START Data in this exercise

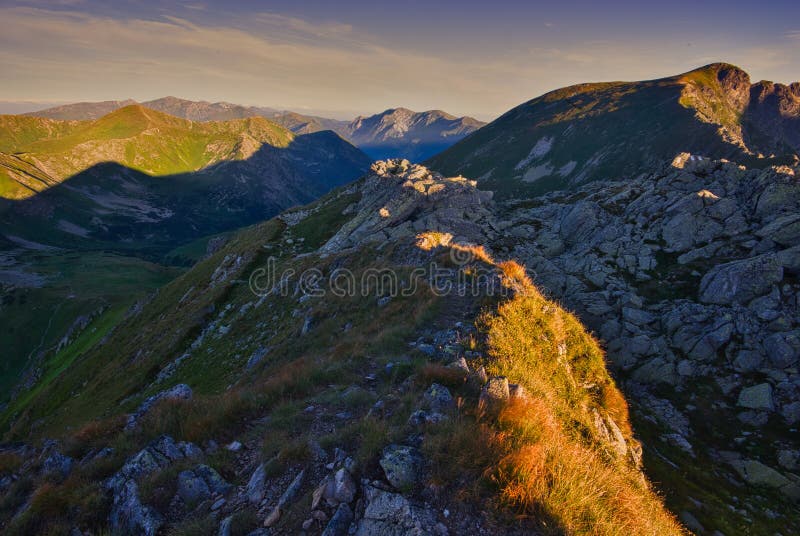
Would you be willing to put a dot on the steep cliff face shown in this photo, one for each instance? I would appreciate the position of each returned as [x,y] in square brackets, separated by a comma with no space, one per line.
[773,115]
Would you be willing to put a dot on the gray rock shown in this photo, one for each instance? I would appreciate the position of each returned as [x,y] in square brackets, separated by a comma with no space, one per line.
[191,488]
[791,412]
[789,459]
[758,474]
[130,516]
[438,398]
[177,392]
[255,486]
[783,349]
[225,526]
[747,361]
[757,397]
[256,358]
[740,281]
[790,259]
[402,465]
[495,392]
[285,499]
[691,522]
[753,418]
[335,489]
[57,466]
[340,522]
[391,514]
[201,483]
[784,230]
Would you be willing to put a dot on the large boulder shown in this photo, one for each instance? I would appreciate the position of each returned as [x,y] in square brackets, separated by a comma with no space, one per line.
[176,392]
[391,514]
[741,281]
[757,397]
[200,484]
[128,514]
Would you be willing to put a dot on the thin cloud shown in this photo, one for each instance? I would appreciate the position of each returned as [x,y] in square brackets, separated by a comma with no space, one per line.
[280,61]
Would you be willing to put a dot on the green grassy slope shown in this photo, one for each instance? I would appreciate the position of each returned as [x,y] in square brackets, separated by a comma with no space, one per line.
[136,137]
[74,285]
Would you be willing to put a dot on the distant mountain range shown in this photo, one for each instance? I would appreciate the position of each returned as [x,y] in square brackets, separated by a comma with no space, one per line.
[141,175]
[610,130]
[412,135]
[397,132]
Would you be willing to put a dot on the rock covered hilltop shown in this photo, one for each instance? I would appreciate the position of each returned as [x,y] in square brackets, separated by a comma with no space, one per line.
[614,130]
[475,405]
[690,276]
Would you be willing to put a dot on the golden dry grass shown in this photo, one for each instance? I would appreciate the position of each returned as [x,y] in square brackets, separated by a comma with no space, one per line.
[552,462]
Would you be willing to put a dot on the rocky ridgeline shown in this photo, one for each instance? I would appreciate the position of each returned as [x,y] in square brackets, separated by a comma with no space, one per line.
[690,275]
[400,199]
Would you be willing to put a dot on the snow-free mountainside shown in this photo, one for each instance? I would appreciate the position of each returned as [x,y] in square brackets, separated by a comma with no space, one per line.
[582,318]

END Data in this exercise

What the exercise asks.
Each entry must be reproduced word for word, and any image among them left out.

Solution to the exercise.
Would you be willing to put a dot on the steep cliff face shown in this photo, one for each instance? I would appreciate the position of each returned as [x,y] in square brackets, separated by a comma with no space, one per line.
[773,115]
Would you be willing to put a dot on the gray rock shown in this photo, one for each instance? I would appreciate the position of each returned as [x,y] in square brackets, separated by a comma with no space, one per line.
[191,488]
[791,412]
[789,459]
[758,474]
[130,516]
[438,398]
[177,392]
[255,486]
[783,349]
[225,526]
[747,361]
[757,397]
[256,358]
[740,281]
[790,259]
[402,465]
[495,392]
[285,499]
[691,522]
[753,418]
[335,489]
[57,466]
[340,522]
[391,514]
[201,483]
[784,230]
Would you be willing to put a dot on the large boulder shown in this photo, one for each instance? I would appreciate the position of each returned as [x,y] in square brackets, separated by a comma with no space, one per line.
[176,392]
[391,514]
[741,281]
[757,397]
[200,484]
[128,514]
Would you be willing to put a dot on the thin cloud shown in this photo, one for each instance? I would appreciate the position of each returned as [x,y] in square brackets, separated by a comma with no space, one per line.
[280,61]
Would you be willing to put a dot on the green grassy slope shown in this photo, one for each instance? I would appreciate the position of each returned as [x,y] in square brackets, separated by a comma with no space, one per line.
[136,137]
[74,285]
Would you be willing to put a dot on the distant mountain range shown in this photo, one for each instance? I would appreciate the position of each returned as [x,y] in square brackets, separated by a comma with no space, one per line.
[141,175]
[610,130]
[412,135]
[397,132]
Would you be willing to put a dot on the rock covered hilltop shown in this photo, one for each instance? I would appreciate the position of each returned as [x,y] in square brackets, separated by a comma with no space, one per line.
[614,130]
[475,405]
[690,276]
Would you be willing to put a dot on the golden dry grass shown in this photo, one for each instance? I would appreciate the position of each returned as [x,y] in square brackets, separated by a comma with no space, one per line.
[552,462]
Would you be willing to put a dot on the rocky ridgeline shown in this photo, one for each instance? I would appreciate the position of each returned as [x,y] in square brackets, separated by a comma with no space, one per line.
[690,275]
[400,199]
Would you be willing to put a dot on the snow-free mountainside shown in this photo, one for each instance? I would appreciate the position of each returned as [x,y] in square brackets, separated by a comma with no space, one per line.
[582,318]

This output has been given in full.